##### Source information
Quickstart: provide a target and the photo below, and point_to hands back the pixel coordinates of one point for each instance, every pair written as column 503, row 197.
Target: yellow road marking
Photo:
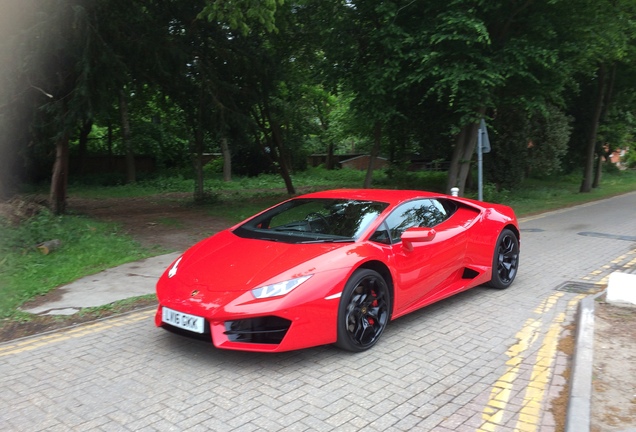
column 75, row 332
column 502, row 389
column 530, row 414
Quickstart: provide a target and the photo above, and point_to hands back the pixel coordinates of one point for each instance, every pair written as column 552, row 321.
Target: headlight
column 278, row 289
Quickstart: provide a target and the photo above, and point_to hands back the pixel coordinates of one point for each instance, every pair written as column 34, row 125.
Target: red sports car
column 335, row 267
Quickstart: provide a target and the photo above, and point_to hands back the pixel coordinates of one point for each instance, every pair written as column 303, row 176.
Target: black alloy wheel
column 364, row 311
column 506, row 260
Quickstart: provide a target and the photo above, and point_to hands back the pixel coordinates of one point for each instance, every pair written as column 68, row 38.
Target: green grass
column 87, row 247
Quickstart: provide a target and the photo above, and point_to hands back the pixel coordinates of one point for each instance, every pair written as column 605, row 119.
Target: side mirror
column 416, row 235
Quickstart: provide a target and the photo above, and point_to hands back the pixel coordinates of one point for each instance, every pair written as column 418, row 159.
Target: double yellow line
column 529, row 416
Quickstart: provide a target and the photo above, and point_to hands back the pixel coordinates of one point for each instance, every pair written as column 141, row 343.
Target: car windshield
column 306, row 220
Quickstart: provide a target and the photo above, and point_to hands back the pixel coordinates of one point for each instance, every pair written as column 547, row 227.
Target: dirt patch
column 164, row 221
column 614, row 380
column 10, row 330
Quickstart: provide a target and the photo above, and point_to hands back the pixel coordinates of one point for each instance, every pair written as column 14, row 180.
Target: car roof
column 384, row 195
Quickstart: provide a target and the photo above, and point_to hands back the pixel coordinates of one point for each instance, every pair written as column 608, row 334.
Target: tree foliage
column 267, row 82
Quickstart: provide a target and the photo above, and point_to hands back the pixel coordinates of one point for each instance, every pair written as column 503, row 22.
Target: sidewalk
column 119, row 283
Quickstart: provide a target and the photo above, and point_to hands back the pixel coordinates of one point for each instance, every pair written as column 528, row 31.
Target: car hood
column 228, row 263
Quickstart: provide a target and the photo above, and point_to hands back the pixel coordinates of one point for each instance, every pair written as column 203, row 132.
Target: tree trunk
column 461, row 159
column 85, row 130
column 590, row 151
column 111, row 162
column 377, row 140
column 198, row 152
column 282, row 160
column 331, row 163
column 227, row 160
column 131, row 175
column 59, row 180
column 462, row 155
column 598, row 172
column 604, row 153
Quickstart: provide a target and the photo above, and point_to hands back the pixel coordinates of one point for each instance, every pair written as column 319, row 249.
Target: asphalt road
column 484, row 360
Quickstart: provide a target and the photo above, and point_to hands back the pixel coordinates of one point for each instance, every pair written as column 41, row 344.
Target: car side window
column 417, row 213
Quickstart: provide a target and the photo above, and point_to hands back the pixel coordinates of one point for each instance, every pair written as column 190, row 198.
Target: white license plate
column 184, row 321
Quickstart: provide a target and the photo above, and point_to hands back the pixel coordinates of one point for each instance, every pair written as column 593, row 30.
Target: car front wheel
column 506, row 260
column 363, row 312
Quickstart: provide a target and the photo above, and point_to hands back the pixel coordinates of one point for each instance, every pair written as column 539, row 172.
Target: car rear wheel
column 363, row 312
column 506, row 260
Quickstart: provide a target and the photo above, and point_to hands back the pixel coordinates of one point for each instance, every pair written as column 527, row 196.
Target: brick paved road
column 483, row 360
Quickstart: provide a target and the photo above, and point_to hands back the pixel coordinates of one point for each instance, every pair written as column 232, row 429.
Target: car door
column 425, row 267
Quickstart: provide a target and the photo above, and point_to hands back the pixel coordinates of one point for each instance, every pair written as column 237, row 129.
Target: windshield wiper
column 328, row 241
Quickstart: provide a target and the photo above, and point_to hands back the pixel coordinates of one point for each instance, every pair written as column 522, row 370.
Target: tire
column 364, row 310
column 505, row 262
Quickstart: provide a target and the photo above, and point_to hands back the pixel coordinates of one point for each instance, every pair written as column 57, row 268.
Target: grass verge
column 88, row 247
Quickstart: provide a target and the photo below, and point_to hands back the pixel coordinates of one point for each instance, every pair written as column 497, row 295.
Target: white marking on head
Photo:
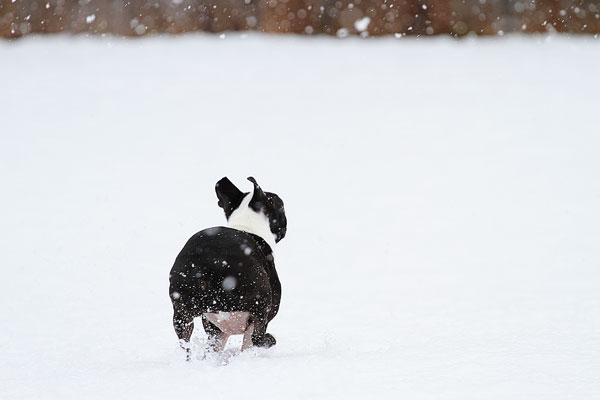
column 246, row 219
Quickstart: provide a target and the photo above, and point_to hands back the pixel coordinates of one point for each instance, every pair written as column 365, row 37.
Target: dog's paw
column 267, row 341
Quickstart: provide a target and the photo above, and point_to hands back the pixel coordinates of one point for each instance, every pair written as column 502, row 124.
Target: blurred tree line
column 335, row 17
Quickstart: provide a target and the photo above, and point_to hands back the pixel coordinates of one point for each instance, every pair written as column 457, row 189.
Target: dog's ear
column 259, row 200
column 229, row 196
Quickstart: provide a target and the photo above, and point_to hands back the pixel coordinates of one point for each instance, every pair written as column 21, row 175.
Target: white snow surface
column 442, row 197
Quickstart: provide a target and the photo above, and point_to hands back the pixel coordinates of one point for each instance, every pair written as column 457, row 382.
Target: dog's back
column 227, row 275
column 224, row 269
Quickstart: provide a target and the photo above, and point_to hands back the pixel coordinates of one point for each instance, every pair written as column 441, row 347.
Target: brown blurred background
column 341, row 17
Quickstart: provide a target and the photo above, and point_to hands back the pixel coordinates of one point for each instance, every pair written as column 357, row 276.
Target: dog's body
column 226, row 275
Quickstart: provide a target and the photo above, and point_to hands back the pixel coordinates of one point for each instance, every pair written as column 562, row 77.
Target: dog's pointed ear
column 259, row 199
column 229, row 196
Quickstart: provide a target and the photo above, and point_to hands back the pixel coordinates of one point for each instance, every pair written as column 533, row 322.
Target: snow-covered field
column 442, row 197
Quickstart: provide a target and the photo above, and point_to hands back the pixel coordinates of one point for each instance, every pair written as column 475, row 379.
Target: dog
column 227, row 276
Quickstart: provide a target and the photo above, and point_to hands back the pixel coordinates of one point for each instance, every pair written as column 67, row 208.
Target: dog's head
column 253, row 206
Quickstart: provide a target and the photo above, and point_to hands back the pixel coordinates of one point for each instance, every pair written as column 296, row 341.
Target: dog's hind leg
column 184, row 326
column 260, row 337
column 216, row 338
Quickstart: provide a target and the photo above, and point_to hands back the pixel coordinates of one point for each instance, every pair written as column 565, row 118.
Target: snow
column 442, row 199
column 362, row 23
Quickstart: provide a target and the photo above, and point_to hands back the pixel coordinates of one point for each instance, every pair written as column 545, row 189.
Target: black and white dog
column 227, row 275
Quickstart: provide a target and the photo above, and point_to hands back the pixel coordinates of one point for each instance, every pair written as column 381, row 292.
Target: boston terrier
column 227, row 276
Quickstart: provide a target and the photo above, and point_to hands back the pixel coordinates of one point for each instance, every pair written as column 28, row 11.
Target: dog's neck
column 246, row 219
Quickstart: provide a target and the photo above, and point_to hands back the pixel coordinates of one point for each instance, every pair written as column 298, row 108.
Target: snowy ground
column 442, row 199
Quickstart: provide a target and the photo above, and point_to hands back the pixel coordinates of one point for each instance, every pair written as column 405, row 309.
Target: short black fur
column 243, row 260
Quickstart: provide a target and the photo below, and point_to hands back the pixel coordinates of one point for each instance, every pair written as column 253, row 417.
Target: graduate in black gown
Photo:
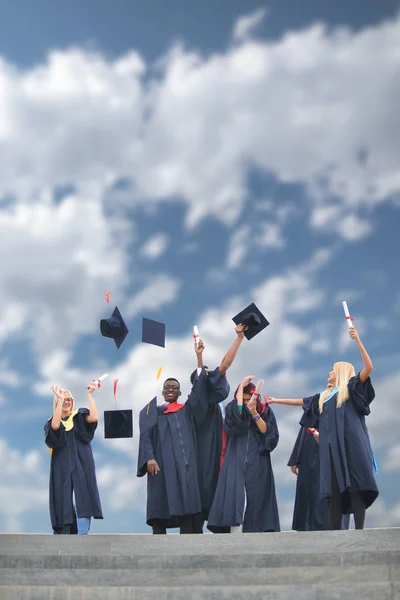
column 347, row 477
column 168, row 456
column 310, row 513
column 74, row 496
column 209, row 431
column 245, row 492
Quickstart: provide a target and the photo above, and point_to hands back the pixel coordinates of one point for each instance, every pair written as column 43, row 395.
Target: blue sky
column 193, row 160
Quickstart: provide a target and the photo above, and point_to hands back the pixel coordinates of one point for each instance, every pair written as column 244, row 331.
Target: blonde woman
column 347, row 477
column 74, row 497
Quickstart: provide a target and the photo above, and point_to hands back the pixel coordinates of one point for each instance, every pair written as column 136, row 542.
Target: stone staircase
column 324, row 565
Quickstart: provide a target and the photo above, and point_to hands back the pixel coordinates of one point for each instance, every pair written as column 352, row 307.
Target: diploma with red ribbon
column 349, row 319
column 196, row 335
column 99, row 380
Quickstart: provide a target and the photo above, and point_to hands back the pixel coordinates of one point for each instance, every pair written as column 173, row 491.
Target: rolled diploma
column 196, row 334
column 347, row 314
column 258, row 388
column 99, row 380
##########
From the entries, report each line that includes the word "marking".

Target: yellow road marking
Target: white marking on head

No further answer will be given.